— The task —
Exact copies of all the lines below are required, with the pictures omitted.

— Supplied entries —
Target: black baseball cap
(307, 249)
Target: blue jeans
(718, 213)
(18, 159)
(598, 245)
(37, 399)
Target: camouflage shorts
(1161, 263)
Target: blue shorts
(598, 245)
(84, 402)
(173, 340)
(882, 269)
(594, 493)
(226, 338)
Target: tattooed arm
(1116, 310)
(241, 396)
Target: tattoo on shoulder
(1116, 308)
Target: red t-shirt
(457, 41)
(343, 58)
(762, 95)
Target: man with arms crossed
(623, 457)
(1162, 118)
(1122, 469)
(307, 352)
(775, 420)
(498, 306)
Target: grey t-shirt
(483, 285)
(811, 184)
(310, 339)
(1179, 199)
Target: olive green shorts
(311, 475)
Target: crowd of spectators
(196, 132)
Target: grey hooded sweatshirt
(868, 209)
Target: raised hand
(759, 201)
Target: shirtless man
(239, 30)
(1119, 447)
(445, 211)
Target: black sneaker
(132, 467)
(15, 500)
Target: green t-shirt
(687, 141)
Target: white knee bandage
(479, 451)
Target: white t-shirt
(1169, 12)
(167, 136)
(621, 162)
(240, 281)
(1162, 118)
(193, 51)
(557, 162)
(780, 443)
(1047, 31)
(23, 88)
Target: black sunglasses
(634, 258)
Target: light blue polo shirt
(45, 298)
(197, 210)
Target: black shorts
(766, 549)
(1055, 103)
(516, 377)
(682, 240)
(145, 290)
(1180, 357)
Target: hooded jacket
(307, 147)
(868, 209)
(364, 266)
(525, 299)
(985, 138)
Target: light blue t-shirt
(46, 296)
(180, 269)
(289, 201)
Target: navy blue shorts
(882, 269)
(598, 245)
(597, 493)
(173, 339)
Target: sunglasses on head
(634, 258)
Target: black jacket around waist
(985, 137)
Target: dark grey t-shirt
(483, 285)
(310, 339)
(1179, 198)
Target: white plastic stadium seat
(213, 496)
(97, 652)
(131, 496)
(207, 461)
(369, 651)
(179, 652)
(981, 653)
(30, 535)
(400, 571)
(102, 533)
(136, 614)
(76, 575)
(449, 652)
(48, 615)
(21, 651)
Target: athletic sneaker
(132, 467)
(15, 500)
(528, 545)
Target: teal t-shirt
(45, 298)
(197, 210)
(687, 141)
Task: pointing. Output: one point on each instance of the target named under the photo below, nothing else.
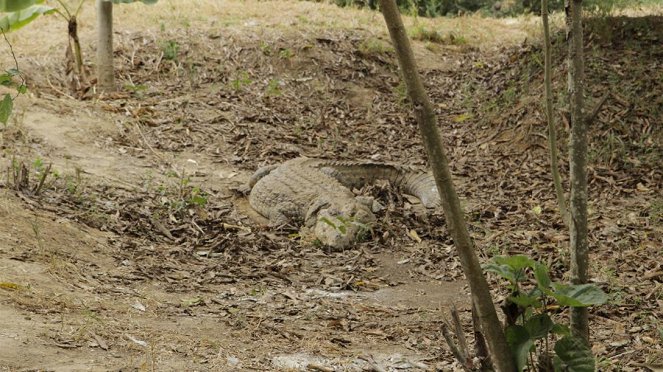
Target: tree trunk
(497, 346)
(578, 165)
(552, 131)
(105, 72)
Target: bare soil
(139, 253)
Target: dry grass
(47, 35)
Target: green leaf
(327, 221)
(15, 20)
(517, 262)
(7, 6)
(578, 295)
(573, 354)
(541, 275)
(561, 330)
(6, 107)
(520, 344)
(509, 267)
(6, 79)
(524, 300)
(147, 2)
(539, 326)
(502, 270)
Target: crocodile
(318, 194)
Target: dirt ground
(137, 252)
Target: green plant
(530, 327)
(170, 49)
(286, 53)
(273, 88)
(374, 46)
(240, 81)
(265, 48)
(180, 199)
(343, 224)
(19, 174)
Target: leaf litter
(245, 100)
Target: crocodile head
(339, 226)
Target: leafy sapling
(530, 328)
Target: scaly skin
(316, 193)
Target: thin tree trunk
(497, 346)
(578, 165)
(72, 29)
(552, 131)
(105, 72)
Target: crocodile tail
(356, 175)
(422, 185)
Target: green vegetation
(170, 49)
(435, 8)
(529, 309)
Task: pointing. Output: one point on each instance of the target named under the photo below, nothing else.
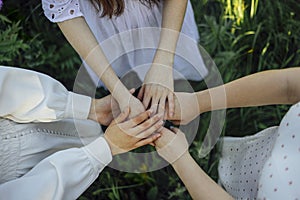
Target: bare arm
(263, 88)
(197, 182)
(173, 147)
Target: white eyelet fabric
(265, 165)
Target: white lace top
(265, 165)
(130, 40)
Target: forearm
(264, 88)
(197, 182)
(89, 49)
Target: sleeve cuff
(99, 151)
(78, 106)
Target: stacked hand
(125, 134)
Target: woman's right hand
(135, 105)
(171, 145)
(186, 108)
(125, 134)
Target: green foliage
(242, 36)
(29, 40)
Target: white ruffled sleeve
(29, 96)
(63, 175)
(61, 10)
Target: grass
(242, 37)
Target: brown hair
(116, 7)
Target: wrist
(164, 57)
(92, 114)
(121, 94)
(204, 101)
(181, 161)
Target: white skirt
(265, 165)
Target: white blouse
(264, 165)
(28, 96)
(54, 160)
(129, 41)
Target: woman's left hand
(158, 88)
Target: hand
(186, 108)
(104, 110)
(124, 135)
(158, 88)
(171, 145)
(135, 105)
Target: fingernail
(150, 110)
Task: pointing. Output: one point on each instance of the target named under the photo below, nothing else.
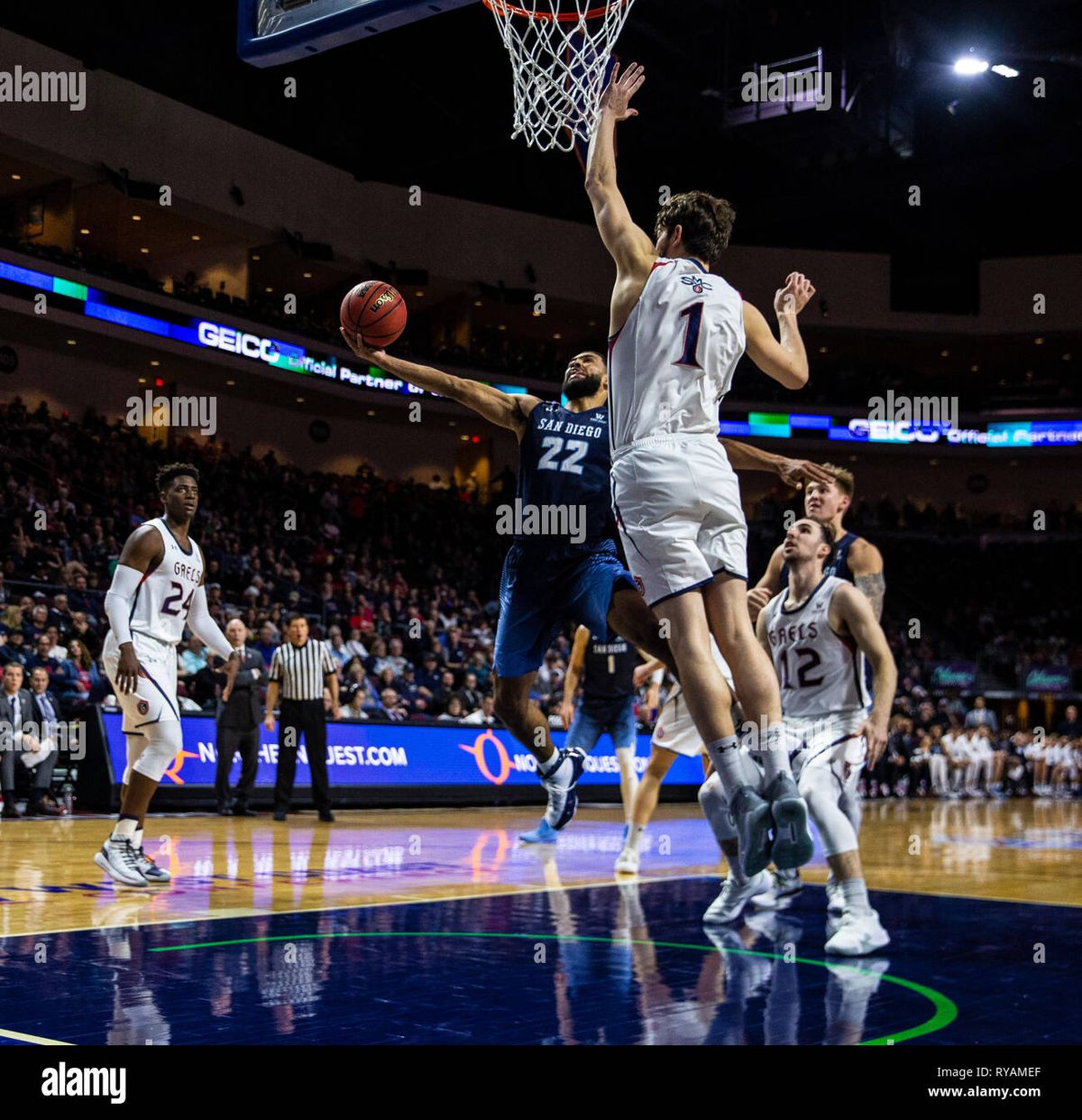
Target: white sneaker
(151, 871)
(782, 888)
(628, 861)
(120, 860)
(836, 897)
(858, 932)
(734, 897)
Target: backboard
(273, 32)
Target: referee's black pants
(307, 718)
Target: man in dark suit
(237, 726)
(22, 723)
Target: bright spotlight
(970, 64)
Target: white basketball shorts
(155, 699)
(678, 505)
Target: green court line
(944, 1014)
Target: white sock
(726, 757)
(549, 769)
(856, 894)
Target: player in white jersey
(857, 560)
(676, 331)
(157, 591)
(818, 632)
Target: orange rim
(549, 17)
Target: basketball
(374, 313)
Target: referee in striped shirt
(301, 666)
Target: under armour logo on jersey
(698, 285)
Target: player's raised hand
(363, 352)
(796, 472)
(794, 296)
(620, 89)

— Response —
Target: black baseball cap
(307, 249)
Target: blue jeans
(718, 213)
(18, 159)
(598, 245)
(37, 399)
Target: camouflage shorts
(1161, 263)
Target: blue shorts
(598, 245)
(84, 402)
(173, 340)
(882, 269)
(594, 493)
(226, 338)
Target: tattooed arm
(1116, 310)
(241, 396)
Target: tattoo on shoulder
(1116, 308)
Target: red t-shirt
(457, 41)
(343, 58)
(762, 95)
Target: man with arms crossed
(623, 457)
(1162, 118)
(1122, 469)
(307, 352)
(775, 420)
(498, 306)
Target: grey t-shirt
(483, 285)
(811, 184)
(310, 339)
(1179, 199)
Target: olive green shorts
(311, 475)
Target: crowd of spectators
(196, 132)
Target: grey hooded sweatshirt
(868, 209)
Target: raised hand
(759, 201)
Target: shirtless man
(239, 30)
(1119, 447)
(445, 211)
Target: black sneaker
(132, 467)
(15, 500)
Target: green t-shirt
(687, 141)
Target: white knee bandage
(479, 451)
Target: white t-shirt
(1169, 12)
(167, 136)
(621, 162)
(240, 281)
(1162, 118)
(193, 51)
(557, 162)
(780, 443)
(1047, 31)
(23, 88)
Target: black sunglasses
(634, 258)
Target: light blue polo shirt
(45, 298)
(197, 210)
Target: black shorts
(766, 549)
(1055, 103)
(516, 377)
(682, 240)
(145, 290)
(1180, 357)
Target: hooded jacket
(307, 147)
(868, 209)
(364, 266)
(525, 299)
(985, 138)
Target: light blue t-shirt
(46, 296)
(180, 269)
(289, 201)
Target: navy blue shorts
(882, 269)
(598, 245)
(597, 493)
(173, 339)
Target: sunglasses on head
(634, 258)
Target: black jacket around waist
(985, 137)
Target: dark grey t-shirt
(483, 285)
(310, 339)
(1179, 198)
Target: white plastic stadium seat
(213, 496)
(97, 652)
(131, 496)
(207, 461)
(369, 651)
(179, 652)
(981, 653)
(30, 535)
(400, 571)
(102, 533)
(136, 614)
(76, 575)
(449, 652)
(48, 615)
(21, 651)
Target: athletic sneaker
(132, 467)
(15, 500)
(528, 545)
Target: teal t-shirt
(45, 298)
(197, 210)
(687, 141)
Task: pointing. Output: one point on each instance of the target named under the photo below, nothing else.
Target: tree trunk
(497, 346)
(578, 165)
(552, 131)
(105, 72)
Target: bare soil
(139, 253)
Target: dry grass
(47, 35)
Target: green leaf
(327, 221)
(15, 20)
(517, 262)
(7, 6)
(578, 295)
(573, 354)
(541, 275)
(561, 330)
(6, 107)
(520, 344)
(509, 267)
(6, 79)
(524, 300)
(147, 2)
(539, 326)
(502, 270)
Target: crocodile
(318, 194)
Target: dirt ground
(137, 252)
Target: green plant
(530, 327)
(170, 49)
(286, 53)
(273, 88)
(374, 46)
(240, 81)
(265, 48)
(180, 199)
(343, 224)
(19, 174)
Target: leaf litter
(245, 100)
Target: crocodile head
(339, 226)
Target: leafy sapling
(530, 328)
Target: scaly skin
(316, 193)
Target: thin tree trunk
(497, 346)
(578, 165)
(72, 29)
(552, 131)
(105, 72)
Target: crocodile tail
(356, 175)
(422, 185)
Target: green vegetation
(170, 49)
(435, 8)
(529, 309)
Task: pointing. Output: one point on each instance of the target named under the photo below, nothing else.
Target: bare arm
(263, 88)
(197, 182)
(173, 147)
Target: white eyelet fabric
(265, 165)
Target: white lace top
(265, 165)
(130, 40)
Target: forearm
(264, 88)
(197, 182)
(89, 49)
Target: sleeve cuff
(99, 151)
(78, 106)
Target: stacked hand
(125, 134)
Target: woman's right hand
(135, 105)
(171, 145)
(186, 108)
(125, 134)
Target: green foliage
(242, 36)
(29, 40)
Target: white ruffled sleeve
(29, 96)
(63, 175)
(61, 10)
Target: grass
(242, 37)
Target: brown hair
(116, 7)
Target: wrist
(164, 57)
(92, 114)
(121, 94)
(204, 101)
(181, 161)
Target: white skirt
(265, 165)
Target: white blouse
(264, 165)
(28, 96)
(54, 160)
(129, 41)
Target: woman's left hand
(158, 88)
Target: hand
(186, 108)
(104, 110)
(124, 135)
(158, 88)
(171, 145)
(135, 105)
Target: fingernail
(150, 110)
Task: pointing. Output: one point on each instance of the target named under the photo below, nothing else.
Target: white sneaker
(151, 871)
(782, 888)
(628, 861)
(120, 860)
(836, 897)
(858, 932)
(734, 897)
Target: backboard
(273, 32)
Target: referee's black pants
(307, 718)
Target: man in dark suit
(237, 726)
(22, 723)
Target: bright spotlight
(970, 64)
Target: white basketball shorts
(155, 699)
(678, 505)
Target: green court line
(944, 1014)
Target: white sock
(726, 757)
(549, 769)
(856, 894)
Target: player in white jersey
(857, 560)
(676, 331)
(157, 591)
(818, 632)
Target: orange rim
(549, 17)
Target: basketball
(374, 313)
Target: referee in striped shirt
(301, 666)
Target: under armour logo on jersey
(698, 285)
Target: player's raised hand
(363, 352)
(796, 472)
(794, 296)
(620, 89)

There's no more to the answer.